Rewrite each of the rows below, changing "Here's a bet" to "I'll wager" everywhere it appears and leaving all other text as it is.
------------------------------------------------------------
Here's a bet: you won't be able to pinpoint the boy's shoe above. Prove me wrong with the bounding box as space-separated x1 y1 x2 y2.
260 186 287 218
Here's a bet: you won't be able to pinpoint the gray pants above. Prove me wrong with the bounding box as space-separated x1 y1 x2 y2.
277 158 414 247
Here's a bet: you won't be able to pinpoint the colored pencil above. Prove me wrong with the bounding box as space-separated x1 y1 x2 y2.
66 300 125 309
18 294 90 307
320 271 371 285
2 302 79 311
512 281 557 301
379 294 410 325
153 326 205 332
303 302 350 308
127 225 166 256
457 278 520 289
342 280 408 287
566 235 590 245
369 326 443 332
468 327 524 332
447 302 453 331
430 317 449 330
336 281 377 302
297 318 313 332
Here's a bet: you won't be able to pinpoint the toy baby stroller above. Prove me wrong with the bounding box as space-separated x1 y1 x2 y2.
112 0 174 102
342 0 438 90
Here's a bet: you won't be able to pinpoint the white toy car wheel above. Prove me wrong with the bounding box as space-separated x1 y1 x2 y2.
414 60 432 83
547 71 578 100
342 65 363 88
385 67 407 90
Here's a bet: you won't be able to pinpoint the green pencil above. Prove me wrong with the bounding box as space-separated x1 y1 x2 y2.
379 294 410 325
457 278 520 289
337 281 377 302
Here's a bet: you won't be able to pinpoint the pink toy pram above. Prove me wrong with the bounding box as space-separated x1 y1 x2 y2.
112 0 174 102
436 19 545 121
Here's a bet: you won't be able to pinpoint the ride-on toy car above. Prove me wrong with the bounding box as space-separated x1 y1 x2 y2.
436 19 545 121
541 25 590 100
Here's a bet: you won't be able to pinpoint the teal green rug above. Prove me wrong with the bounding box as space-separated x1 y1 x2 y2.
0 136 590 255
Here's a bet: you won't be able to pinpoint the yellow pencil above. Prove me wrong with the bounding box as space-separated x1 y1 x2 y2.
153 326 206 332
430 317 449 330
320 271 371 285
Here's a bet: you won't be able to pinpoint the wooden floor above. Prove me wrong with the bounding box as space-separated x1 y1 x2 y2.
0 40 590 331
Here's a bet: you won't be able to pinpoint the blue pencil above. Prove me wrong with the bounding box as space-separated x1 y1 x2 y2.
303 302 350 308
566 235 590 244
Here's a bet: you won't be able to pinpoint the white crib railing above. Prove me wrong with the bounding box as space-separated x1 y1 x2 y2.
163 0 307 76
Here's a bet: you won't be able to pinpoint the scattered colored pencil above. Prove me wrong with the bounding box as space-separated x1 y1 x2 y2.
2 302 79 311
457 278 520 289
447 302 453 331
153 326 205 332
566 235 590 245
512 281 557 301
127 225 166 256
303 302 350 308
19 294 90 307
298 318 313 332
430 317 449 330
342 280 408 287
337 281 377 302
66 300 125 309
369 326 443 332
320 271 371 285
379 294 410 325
------------------------------------------------------------
FINISHED EXERCISE >>
I'll wager: you won't be able to pinpoint the boy's shoe above. Prove me wrong with the bounding box as space-separated x1 y1 x2 y2.
260 186 287 218
I'll wager: you won't be able to pinpoint the gray pants above. Prove me wrong with the bounding box as space-separated x1 y1 x2 y2.
277 158 414 247
I'll wager: you won't be able to pinpoint the colored pencil above. Prove me wrong with the bounding box as space-separated x1 y1 x2 y2.
66 300 125 309
18 294 90 307
320 271 371 285
2 302 79 311
512 281 557 301
379 294 410 325
153 326 205 332
303 302 350 308
127 225 166 256
457 278 520 289
342 280 408 287
566 235 590 245
369 326 443 332
468 327 524 332
447 302 453 331
430 317 449 330
336 281 377 302
297 318 313 332
I'll wager: you won't be able to pinpoint the toy baby stroller above. Prove me wrong with the bounding box as space-separated x1 y1 x2 y2.
112 0 174 102
342 0 438 90
I'll wager: you won't be able to pinpoint the white toy car wheel above. Prove me wrong with the bounding box as space-separated x1 y1 x2 y2.
414 60 432 83
547 71 578 100
342 65 363 88
385 67 407 90
I'll wager: you won't be able to pinpoint the green pencil above. Prove me wrong with the bounding box as space-separated x1 y1 x2 y2.
379 294 410 325
457 278 520 289
337 281 377 302
I'll wager: you won't be able to pinpoint the pink toy pram above. Prove me wrong with the bounding box as space-separated x1 y1 x2 y2.
112 0 174 102
436 19 545 121
I'll wager: you won't be able to pinpoint the ride-on toy car above. Prove me wrong with the bounding box as space-separated x1 y1 x2 y2.
436 19 545 121
541 25 590 100
I'll wager: you won't be able to pinpoint the teal green rug above. Prove me wrong with the bounding box as space-separated x1 y1 x2 y2.
0 136 590 255
I'll wager: you won't be able to pinpoint the yellow pencil above. Prove me wrong with the bounding box as space-separated x1 y1 x2 y2.
153 326 206 332
430 317 449 330
320 271 371 285
I'll wager: you won't be able to pinpoint the wooden floor above. Prove me wrong with the bounding box as space-separated x1 y1 x2 y2.
0 40 590 331
I'll wager: you won't be able to pinpoint the blue pencil above. Prove me wrong with the bounding box as space-separated x1 y1 x2 y2.
303 302 350 308
566 235 590 244
I'll wager: you won't be able to pinpoint the white crib railing above. Prove me wrong with the bounding box as space-separated x1 y1 x2 y2.
163 0 307 76
I'll wager: you won't be able to pinpoint the scattered colored pencil above. Prove me wrong with the bounding box as space-separated x1 y1 x2 y2.
2 302 79 311
457 278 520 289
447 302 453 331
153 326 205 332
566 235 590 245
512 281 557 301
127 225 166 256
303 302 350 308
19 294 90 307
298 318 313 332
430 317 449 330
342 280 408 287
337 281 377 302
66 300 125 309
369 326 443 332
320 271 371 285
379 294 410 325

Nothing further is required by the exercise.